> [Your objective]:
Extract every line of the records below that contains the string "Target". Case counts.
===
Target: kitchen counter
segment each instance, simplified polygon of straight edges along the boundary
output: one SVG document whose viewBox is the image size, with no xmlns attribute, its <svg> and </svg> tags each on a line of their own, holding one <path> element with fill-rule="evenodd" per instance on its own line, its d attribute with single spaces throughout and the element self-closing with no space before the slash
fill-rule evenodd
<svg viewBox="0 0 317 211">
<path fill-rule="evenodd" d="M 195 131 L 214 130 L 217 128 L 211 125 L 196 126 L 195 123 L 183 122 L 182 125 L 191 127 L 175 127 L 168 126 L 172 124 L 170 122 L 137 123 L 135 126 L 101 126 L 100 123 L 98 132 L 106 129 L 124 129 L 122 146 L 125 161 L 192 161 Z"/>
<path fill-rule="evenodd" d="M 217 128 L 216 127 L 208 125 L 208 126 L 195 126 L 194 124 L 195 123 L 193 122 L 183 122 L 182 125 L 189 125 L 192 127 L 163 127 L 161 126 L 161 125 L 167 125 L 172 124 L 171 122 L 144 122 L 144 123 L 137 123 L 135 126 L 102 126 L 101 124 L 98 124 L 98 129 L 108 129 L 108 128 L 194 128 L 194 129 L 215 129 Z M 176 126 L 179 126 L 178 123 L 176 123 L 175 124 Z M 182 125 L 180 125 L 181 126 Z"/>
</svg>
===
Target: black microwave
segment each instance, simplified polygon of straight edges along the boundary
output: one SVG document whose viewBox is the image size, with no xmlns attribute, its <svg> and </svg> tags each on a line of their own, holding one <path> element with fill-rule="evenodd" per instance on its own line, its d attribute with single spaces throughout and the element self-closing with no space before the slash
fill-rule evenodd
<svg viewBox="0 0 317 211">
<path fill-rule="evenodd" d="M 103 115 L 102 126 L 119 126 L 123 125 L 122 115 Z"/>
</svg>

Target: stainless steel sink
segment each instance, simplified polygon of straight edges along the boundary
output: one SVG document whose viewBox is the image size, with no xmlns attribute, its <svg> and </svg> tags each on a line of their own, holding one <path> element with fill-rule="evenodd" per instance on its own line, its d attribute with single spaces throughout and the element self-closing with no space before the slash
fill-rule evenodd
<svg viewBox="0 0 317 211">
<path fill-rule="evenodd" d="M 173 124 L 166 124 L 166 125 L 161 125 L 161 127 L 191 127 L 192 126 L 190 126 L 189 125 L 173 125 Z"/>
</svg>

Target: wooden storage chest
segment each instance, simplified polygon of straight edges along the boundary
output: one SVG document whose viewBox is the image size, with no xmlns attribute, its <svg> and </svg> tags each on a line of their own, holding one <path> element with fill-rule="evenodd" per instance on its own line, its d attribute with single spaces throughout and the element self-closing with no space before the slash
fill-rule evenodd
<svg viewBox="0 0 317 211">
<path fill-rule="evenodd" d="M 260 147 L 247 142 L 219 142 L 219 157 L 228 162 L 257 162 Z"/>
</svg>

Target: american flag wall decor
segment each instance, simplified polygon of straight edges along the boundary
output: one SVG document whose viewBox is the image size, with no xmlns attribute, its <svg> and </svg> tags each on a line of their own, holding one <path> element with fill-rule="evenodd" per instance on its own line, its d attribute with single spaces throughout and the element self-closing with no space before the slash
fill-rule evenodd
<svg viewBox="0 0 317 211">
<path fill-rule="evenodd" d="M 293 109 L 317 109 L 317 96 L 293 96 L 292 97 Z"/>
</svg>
===
> [Exercise solution]:
Target: kitchen counter
Target: black microwave
Target: stainless steel sink
Target: wooden storage chest
Target: american flag wall decor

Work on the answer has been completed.